**ESTRATTO DELLA FONTE**
-------
Della violenza ostetrica si parla molto negli ultimi dieci anni, ed i suoi confini sono estremamente elastici.
Ci si domanda come mai, nel luogo più sicuro per una partoriente, un luogo deputato alla sua cura, si possano subire violenze verbali, come assenza di aiuto. La verità è complessa ma certamente una parte sta anche nella poca credibilità verso le richieste di aiuto delle mamme e di chi le appoggia (come papà, parenti e così via).

Una mamma che chiede aiuto, che si dice stanca, è solo una persona che non sopporta abbastanza il dolore, che non si sforza, che ancora non è pronta a diventare genitore, ma ormai non può più tornare indietro, per cui è meglio che si abitui. Non si mette in dubbio la carenza di personale in alcune strutture, come manco che questa non sia la realtà ovunque, ma è altrettanto innegabile, che veniamo costantemente ignorate o non credute, in quei frangenti. Del resto, se così non fosse, la tragedia non sarebbe avvenuta, perché non è immaginabile che la morte del piccolo fosse stata presa in considerazione dal personale e che questo non si fosse adoperato per evitarlo.

Noi mamme e papà viviamo in un contesto che ci mette sempre in cattiva luce, non siamo soggetti ai quali si dà fiducia. È più facile che si parli male dei ” genitori di oggi” che bene. E questo comincia dall’ospedale, non in tutti ovviamente, nei quali pare che esageriamo con le richieste di aiuto, per non finire mai. Non in tutti, urge ripeterlo.

La narrazione (ingiusta) della maternità

All’inizio abbiamo parlato della narrazione della maternità che ha molto a che fare anche con questa storia o che, se vogliamo, quanto meno ha dato il là per sviscerarla. Noi mamme siamo invincibili, eroine, multitasking, mai stanche, paladine dell’istinto materno e dell’allattamento al seno. E guai a venire fuori da questo bel perimento, altrimenti il minimo è un sopracciglio alzato.

La vera mamma è quella che ce la fa senza epidurale, quella che allatta con dolore o senza, quella che si alza solo lei la notte quando il bambino piange, quella che cambia solo lei i pannolini, in seguito, quella che in modo più o meno esclusivo si occupa dell’educazione del bambino, lo accompagna a scuola alle varie attività, è accanto a lui nei compiti, e lavora pure.

Se qualcosa di questo non torna, se non si allatta, se ci si divide i compiti con il partner, solo per fare due esempi, ci sarà qualcuno in grado di farti sentire meno. Meno stanca, meno impegnata, meno responsabile, meno amorevole. Meno mamma.

Forse, è anche per questo che, a volte, andiamo oltre le nostre energie fisiche e mentali, esponendoci al pericolo.

Ad essere sincera, però, credo che nell’ultimo decennio il vaso di Pandora sia stato scardinato, e che la maternità venga raccontata in molte forme. Proprio per evitare che si distinguano due categorie di madri: le martiri, che meritano il podio, e le altre.
-------
**RIGHE FORNITE**
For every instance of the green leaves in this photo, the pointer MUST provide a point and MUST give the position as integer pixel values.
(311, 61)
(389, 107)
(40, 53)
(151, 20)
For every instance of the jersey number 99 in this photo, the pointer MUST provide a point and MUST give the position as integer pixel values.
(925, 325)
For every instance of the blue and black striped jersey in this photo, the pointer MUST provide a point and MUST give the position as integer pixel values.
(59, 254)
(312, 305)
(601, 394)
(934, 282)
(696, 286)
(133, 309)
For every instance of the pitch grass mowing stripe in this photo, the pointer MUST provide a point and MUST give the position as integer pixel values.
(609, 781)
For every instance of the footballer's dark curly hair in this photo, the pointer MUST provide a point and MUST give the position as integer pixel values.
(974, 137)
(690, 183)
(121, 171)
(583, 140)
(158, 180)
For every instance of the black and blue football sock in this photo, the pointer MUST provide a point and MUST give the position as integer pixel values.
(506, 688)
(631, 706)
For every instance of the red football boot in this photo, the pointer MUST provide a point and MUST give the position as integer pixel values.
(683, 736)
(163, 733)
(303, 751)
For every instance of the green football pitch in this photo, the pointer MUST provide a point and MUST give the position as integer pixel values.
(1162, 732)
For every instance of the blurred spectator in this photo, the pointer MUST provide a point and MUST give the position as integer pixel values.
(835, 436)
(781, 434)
-------
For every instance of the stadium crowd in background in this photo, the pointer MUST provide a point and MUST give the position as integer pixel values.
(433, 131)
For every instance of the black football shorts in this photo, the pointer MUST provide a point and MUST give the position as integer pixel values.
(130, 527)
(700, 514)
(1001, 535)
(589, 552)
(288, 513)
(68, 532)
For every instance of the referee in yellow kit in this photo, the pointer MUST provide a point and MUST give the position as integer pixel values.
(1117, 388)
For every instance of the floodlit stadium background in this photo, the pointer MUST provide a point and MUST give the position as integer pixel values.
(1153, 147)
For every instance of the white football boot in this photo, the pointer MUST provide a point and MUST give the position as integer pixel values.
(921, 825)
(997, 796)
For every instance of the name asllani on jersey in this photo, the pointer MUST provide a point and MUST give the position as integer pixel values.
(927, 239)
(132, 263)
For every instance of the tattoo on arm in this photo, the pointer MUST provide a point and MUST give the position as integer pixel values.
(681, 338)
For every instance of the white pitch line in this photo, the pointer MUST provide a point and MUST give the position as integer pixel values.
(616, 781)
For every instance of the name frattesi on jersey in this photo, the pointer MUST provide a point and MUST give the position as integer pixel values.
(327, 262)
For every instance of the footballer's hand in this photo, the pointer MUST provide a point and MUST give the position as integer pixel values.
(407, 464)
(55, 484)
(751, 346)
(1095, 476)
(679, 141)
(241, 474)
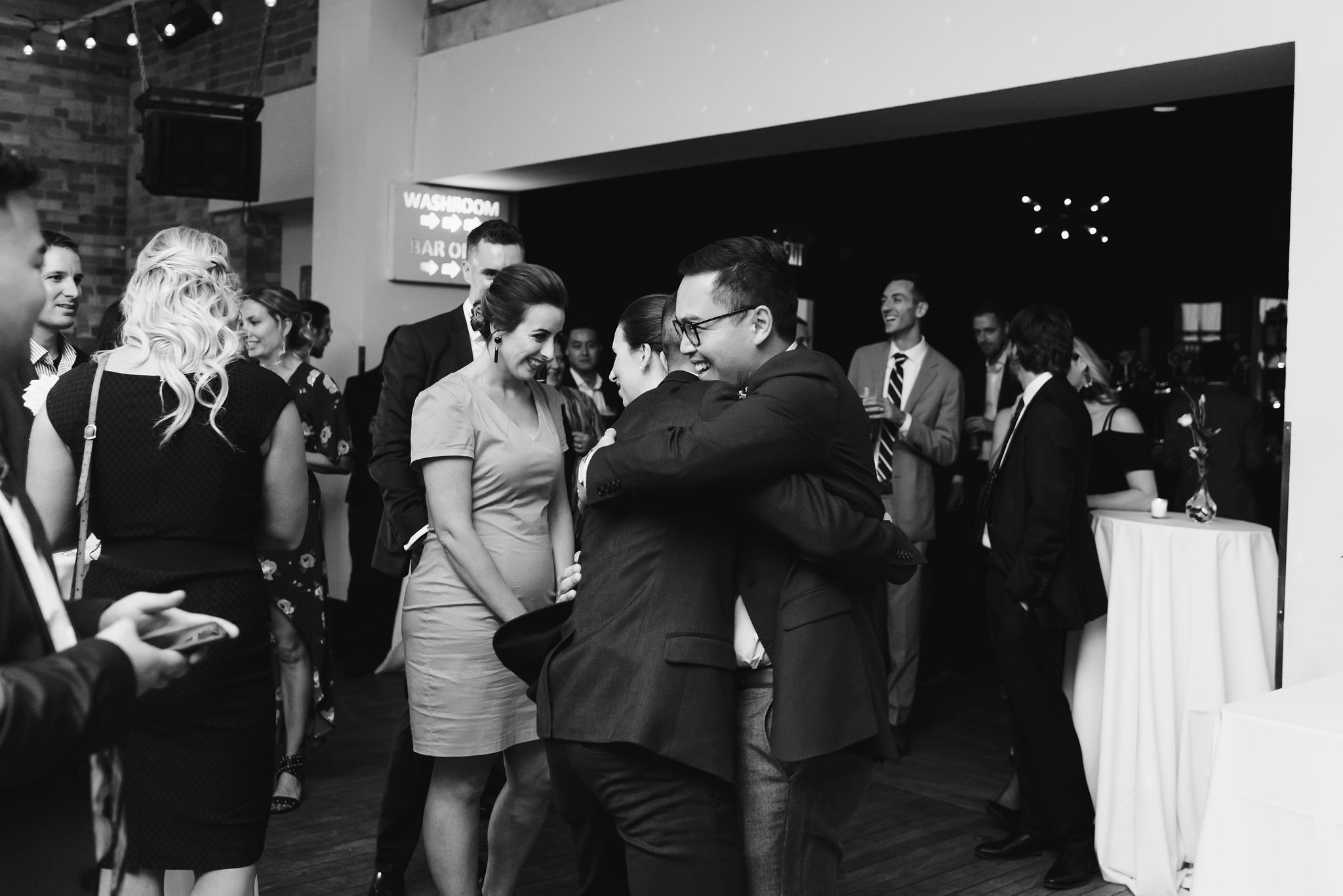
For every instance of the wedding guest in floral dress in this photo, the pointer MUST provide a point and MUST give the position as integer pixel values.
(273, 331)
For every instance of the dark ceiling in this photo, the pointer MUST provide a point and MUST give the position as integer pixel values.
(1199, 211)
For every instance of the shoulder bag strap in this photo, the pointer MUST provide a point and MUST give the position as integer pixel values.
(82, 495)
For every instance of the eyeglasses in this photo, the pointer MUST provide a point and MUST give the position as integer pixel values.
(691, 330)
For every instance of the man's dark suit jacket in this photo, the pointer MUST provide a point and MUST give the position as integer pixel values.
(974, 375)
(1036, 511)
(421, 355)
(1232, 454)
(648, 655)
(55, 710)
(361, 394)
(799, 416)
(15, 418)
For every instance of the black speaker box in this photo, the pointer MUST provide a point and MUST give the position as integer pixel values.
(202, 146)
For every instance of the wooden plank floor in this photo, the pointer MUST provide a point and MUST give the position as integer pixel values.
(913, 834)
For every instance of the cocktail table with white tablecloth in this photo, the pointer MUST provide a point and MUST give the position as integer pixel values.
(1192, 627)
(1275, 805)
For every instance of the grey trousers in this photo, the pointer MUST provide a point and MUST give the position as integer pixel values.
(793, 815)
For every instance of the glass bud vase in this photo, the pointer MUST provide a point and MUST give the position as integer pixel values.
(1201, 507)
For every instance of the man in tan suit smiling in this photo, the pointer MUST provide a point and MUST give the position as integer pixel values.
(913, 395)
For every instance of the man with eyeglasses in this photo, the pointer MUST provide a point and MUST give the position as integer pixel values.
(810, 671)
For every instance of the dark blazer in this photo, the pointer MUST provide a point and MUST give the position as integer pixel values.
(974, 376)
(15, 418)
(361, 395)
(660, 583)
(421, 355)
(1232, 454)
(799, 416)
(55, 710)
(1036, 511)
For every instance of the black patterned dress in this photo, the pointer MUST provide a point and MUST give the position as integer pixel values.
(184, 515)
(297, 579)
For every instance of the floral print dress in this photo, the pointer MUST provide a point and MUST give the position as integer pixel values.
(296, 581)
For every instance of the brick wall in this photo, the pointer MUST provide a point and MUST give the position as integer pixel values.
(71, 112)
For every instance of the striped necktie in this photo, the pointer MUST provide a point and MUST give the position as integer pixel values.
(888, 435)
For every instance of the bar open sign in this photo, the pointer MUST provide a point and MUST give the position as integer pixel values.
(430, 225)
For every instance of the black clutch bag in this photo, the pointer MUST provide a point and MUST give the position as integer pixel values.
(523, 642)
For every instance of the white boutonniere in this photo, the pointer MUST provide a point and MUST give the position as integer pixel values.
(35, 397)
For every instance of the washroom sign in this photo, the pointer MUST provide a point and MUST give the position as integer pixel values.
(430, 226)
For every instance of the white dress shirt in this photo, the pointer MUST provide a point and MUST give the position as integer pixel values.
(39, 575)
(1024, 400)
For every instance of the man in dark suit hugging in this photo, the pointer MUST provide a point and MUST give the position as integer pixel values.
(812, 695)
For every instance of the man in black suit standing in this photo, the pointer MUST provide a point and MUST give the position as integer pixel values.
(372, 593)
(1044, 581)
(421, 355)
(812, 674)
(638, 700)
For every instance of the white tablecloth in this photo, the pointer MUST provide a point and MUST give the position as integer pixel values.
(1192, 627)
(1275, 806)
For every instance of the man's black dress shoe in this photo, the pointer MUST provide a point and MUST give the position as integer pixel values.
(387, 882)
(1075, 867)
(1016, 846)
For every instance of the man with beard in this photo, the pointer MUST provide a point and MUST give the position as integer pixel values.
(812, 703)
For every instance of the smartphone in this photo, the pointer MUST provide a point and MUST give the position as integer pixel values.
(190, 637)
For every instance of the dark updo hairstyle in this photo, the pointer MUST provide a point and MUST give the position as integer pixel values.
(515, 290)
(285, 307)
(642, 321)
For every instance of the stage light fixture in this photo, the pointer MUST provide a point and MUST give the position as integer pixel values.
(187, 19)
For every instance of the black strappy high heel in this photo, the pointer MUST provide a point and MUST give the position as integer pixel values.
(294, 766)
-------
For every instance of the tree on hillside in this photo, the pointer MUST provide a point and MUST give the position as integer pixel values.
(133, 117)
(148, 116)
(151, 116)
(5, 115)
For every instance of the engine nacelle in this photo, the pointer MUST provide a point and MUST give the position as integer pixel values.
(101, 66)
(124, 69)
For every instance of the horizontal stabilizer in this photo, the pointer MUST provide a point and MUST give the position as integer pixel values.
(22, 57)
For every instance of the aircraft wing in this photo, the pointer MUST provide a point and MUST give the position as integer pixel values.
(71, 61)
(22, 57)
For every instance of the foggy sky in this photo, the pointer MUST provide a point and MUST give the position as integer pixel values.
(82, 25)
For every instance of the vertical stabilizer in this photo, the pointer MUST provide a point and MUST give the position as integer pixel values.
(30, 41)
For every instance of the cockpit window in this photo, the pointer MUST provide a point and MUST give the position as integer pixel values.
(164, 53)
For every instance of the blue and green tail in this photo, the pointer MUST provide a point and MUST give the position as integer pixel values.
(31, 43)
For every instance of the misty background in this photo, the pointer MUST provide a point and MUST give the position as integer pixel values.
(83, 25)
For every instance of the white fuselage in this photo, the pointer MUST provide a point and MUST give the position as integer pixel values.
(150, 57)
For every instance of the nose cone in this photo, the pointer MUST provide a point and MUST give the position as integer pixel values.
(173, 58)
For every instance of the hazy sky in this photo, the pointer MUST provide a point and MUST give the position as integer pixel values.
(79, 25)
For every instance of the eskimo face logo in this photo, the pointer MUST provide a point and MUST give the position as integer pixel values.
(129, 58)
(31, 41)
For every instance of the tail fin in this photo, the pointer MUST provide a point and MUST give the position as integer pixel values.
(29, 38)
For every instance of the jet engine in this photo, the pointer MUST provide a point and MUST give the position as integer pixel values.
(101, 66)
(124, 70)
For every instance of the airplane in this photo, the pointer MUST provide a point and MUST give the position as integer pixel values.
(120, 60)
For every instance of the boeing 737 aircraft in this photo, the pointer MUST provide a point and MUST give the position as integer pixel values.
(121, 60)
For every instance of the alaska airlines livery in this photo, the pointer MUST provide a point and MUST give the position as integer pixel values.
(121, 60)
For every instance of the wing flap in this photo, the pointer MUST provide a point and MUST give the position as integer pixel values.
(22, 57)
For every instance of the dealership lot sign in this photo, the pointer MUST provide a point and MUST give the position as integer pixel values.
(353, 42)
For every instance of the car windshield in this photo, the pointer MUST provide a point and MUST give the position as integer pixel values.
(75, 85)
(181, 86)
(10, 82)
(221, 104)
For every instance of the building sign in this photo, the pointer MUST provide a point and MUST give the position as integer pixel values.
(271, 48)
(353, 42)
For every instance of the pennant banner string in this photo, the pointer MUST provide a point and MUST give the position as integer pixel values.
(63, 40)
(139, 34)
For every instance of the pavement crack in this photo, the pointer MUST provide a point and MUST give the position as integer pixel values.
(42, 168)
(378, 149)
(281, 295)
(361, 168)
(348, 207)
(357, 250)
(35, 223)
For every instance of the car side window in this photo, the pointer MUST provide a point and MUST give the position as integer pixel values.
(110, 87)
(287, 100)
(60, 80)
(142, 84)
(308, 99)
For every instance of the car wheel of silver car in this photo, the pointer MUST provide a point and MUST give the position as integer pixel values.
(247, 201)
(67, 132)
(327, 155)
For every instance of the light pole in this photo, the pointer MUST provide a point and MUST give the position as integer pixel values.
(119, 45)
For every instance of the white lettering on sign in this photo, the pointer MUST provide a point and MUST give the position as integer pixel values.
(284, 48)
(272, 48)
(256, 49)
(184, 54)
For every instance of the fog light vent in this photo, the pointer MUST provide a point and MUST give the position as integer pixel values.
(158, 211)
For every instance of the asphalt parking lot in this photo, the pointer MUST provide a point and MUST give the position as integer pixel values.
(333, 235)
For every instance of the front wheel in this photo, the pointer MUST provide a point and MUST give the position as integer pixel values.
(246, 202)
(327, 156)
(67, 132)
-------
**I TUOI COMPITI**
**A)** Puoi ricopiare parola per parola il brano sulla violenza ostetrica da "La vera mamma" a "esponendoci al pericolo."?
**B)** Nel brano sulla violenza ostetrica, quali sono le due categorie di madri che il racconto della maternità in molte forme dovrebbe evitare di distinguere?

**SOLUZIONI DEI PROBLEMI**
**A)**
La vera mamma è quella che ce la fa senza epidurale, quella che allatta con dolore o senza, quella che si alza solo lei la notte quando il bambino piange, quella che cambia solo lei i pannolini, in seguito, quella che in modo più o meno esclusivo si occupa dell’educazione del bambino, lo accompagna a scuola alle varie attività, è accanto a lui nei compiti, e lavora pure.

Se qualcosa di questo non torna, se non si allatta, se ci si divide i compiti con il partner, solo per fare due esempi, ci sarà qualcuno in grado di farti sentire meno. Meno stanca, meno impegnata, meno responsabile, meno amorevole. Meno mamma.

Forse, è anche per questo che, a volte, andiamo oltre le nostre energie fisiche e mentali, esponendoci al pericolo.

**B)** Le martiri, che meritano il podio, e le altre.